### Excerpts from a dataset
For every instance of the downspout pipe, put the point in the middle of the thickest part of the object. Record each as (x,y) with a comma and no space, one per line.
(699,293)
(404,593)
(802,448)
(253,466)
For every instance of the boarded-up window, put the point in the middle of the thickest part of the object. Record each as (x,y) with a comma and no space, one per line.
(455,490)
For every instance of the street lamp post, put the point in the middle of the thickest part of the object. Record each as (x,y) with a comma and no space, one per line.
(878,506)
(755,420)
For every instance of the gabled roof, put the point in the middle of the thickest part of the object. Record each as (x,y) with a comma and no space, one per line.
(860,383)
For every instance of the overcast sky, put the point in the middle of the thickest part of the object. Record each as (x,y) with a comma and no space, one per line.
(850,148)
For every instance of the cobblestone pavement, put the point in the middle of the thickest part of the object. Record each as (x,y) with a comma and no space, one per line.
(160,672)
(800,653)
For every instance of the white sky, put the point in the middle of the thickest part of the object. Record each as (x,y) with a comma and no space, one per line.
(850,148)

...

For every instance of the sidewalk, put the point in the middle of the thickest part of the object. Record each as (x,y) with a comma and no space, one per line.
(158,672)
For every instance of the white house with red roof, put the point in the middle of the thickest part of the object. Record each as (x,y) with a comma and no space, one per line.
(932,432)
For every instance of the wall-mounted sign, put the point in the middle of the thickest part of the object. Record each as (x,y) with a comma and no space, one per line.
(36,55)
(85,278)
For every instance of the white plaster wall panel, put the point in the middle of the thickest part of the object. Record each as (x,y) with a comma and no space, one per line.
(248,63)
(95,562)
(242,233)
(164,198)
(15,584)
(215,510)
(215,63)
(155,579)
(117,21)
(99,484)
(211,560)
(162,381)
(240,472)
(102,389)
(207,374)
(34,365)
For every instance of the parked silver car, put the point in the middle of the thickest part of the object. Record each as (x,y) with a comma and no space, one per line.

### Assignment
Of the lines above, retype only those from the line containing "For every instance of the white plaster" through the line containing "For every instance of the parked", including both, exactly.

### Response
For every instance of the white plaster wall panel, put the point in the middle of the thickest part of the object. Record each as (x,y) with a comma and no space, one per line.
(248,63)
(95,562)
(242,233)
(164,198)
(15,584)
(215,510)
(215,63)
(155,579)
(117,21)
(99,484)
(211,560)
(162,381)
(240,472)
(102,389)
(207,374)
(34,365)
For every instance of the parked silver car, put the point in the middle of the thickest part of the object. Record each as (x,y) with a comma and no space, one per line.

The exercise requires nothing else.